**TASK DIRECTIONS**
Copy the lines from the very first one down through the line containing "[0,667,1280,853]", inclusive, with no changes.

**DATA SUPPLIED**
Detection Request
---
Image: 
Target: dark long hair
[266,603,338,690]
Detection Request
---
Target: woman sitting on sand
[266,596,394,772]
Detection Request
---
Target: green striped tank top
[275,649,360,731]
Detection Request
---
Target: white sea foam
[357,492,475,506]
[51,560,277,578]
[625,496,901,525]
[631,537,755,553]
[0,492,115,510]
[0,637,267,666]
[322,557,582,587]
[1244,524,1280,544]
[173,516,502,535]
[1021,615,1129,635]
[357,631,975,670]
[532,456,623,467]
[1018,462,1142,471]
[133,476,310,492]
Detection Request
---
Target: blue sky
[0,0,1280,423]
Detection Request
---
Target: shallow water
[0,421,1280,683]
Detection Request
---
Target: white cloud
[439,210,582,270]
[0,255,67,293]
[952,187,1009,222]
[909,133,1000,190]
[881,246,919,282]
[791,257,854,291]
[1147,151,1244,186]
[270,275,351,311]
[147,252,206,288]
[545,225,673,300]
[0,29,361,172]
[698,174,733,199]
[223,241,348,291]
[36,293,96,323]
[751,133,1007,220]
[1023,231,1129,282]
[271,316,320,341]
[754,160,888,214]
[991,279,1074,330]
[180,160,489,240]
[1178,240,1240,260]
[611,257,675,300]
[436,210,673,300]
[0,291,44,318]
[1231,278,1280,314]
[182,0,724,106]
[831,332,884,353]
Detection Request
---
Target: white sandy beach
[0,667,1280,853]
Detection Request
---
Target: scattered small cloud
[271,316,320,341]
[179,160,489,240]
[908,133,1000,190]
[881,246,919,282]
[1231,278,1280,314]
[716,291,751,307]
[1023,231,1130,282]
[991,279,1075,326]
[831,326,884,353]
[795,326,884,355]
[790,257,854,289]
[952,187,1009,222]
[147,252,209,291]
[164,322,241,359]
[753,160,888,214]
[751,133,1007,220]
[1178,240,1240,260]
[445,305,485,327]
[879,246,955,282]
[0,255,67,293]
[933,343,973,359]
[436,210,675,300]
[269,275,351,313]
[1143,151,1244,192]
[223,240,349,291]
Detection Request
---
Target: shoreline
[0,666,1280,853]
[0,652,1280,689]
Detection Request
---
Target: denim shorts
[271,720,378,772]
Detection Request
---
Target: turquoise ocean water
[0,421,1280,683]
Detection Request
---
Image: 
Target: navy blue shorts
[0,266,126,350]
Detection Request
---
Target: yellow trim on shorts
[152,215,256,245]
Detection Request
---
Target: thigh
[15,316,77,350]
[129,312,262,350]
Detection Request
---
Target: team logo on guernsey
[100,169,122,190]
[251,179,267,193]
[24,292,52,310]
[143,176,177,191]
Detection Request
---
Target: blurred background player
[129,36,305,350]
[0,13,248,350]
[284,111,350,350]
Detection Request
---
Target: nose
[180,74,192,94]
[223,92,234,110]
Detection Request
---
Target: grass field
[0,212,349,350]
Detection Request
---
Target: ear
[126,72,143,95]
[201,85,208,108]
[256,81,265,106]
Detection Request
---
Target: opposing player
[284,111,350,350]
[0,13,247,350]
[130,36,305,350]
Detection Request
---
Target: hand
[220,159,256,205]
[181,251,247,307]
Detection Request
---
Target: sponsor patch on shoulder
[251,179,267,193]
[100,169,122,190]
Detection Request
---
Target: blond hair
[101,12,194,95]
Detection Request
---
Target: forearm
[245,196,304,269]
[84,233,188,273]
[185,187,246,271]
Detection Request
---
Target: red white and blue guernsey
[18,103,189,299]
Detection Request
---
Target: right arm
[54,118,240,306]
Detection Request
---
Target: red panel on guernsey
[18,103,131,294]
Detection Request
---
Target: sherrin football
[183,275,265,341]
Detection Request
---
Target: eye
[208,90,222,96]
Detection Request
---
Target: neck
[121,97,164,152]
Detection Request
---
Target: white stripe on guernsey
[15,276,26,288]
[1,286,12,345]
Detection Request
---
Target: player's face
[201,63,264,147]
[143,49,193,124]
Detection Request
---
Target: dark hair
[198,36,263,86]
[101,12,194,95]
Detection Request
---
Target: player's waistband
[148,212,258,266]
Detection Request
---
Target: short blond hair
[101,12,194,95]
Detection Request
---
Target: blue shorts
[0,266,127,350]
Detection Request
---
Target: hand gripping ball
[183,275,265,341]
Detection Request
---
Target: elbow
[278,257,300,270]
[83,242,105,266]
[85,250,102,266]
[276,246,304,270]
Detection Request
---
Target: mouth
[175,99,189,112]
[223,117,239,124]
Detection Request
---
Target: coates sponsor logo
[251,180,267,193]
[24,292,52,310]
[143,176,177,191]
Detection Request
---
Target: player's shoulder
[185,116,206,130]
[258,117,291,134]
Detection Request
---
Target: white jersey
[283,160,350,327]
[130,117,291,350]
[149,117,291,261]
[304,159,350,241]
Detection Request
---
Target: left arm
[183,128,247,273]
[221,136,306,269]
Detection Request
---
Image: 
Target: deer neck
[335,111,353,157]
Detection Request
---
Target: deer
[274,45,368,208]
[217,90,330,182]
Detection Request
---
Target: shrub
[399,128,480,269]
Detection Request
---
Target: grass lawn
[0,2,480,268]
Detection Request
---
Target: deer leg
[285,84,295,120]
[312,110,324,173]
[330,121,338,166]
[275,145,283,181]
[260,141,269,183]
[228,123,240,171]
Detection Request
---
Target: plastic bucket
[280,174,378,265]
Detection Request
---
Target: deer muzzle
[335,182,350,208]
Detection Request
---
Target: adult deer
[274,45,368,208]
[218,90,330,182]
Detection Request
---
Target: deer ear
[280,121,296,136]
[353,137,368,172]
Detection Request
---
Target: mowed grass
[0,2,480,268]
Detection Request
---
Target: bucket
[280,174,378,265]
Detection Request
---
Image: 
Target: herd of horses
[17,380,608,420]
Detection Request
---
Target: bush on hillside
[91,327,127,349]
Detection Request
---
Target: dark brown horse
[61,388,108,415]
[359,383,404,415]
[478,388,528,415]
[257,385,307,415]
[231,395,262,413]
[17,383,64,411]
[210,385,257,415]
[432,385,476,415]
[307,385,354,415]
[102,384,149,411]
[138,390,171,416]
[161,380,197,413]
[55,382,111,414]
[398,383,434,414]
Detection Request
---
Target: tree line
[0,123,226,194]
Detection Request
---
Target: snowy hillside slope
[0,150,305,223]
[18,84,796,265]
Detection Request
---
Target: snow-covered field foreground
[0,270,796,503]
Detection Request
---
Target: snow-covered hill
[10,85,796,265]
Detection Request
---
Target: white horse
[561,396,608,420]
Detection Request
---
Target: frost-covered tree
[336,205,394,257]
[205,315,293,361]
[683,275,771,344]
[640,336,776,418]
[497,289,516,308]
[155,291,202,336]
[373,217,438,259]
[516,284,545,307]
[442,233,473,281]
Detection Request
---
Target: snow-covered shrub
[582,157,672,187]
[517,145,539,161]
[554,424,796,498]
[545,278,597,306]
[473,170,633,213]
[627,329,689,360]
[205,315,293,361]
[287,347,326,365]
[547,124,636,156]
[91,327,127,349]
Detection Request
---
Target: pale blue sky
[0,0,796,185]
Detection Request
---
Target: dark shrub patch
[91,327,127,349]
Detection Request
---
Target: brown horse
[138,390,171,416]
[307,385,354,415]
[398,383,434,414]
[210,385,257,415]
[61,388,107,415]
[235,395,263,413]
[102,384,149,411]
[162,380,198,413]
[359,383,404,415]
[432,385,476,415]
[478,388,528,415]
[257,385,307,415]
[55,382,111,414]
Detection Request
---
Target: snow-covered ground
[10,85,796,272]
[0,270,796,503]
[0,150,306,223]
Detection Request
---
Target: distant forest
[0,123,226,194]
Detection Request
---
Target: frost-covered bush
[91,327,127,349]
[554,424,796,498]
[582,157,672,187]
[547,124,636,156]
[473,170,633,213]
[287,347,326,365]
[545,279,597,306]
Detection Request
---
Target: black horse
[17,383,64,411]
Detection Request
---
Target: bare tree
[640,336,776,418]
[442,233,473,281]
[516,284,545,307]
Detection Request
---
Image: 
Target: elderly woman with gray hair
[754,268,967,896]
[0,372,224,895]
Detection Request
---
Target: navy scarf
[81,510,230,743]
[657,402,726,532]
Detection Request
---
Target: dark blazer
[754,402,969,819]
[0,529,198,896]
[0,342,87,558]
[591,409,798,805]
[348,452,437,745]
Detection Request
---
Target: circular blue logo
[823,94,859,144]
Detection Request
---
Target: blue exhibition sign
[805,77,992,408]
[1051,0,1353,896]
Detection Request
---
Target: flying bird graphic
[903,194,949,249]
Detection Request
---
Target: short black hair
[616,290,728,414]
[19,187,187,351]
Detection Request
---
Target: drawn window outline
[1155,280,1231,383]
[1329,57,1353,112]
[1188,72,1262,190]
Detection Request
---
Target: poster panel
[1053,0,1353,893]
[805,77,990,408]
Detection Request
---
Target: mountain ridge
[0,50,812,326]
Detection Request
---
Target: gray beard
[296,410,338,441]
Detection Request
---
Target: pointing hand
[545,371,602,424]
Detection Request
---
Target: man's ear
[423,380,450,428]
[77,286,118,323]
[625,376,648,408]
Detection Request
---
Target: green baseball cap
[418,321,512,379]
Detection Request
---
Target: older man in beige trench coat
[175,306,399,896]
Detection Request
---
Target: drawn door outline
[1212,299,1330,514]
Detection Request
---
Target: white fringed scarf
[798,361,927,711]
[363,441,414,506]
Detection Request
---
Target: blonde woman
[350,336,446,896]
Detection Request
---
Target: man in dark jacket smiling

**WRITTEN RESPONSE**
Detection Request
---
Image: 
Target: dark long hair
[266,603,338,690]
Detection Request
---
Target: woman sitting on sand
[266,596,394,772]
Detection Request
---
Target: green striped tank top
[275,649,360,731]
Detection Request
---
Target: white sea foam
[357,492,475,506]
[51,560,277,578]
[625,496,901,525]
[631,537,755,553]
[0,492,115,510]
[0,637,267,666]
[322,557,582,587]
[1244,524,1280,544]
[173,516,502,535]
[1021,615,1129,635]
[357,631,975,670]
[532,456,623,467]
[1018,462,1142,471]
[133,476,310,492]
Detection Request
---
Target: blue sky
[0,0,1280,423]
Detection Request
---
Target: shallow water
[0,421,1280,683]
Detection Request
---
Target: white cloud
[439,210,582,270]
[0,255,67,293]
[952,187,1009,222]
[909,133,1000,190]
[881,246,919,282]
[791,257,854,291]
[1147,151,1244,186]
[270,275,351,311]
[147,252,206,288]
[545,225,673,300]
[0,29,361,172]
[698,174,733,199]
[223,241,348,291]
[36,293,96,323]
[751,133,1007,220]
[1023,231,1129,282]
[271,316,320,341]
[754,160,888,214]
[991,279,1074,330]
[180,160,489,240]
[1178,240,1240,260]
[611,257,675,300]
[436,210,673,300]
[0,291,44,318]
[1231,278,1280,314]
[182,0,724,106]
[831,332,884,353]
Detection Request
---
Target: white sandy beach
[0,667,1280,853]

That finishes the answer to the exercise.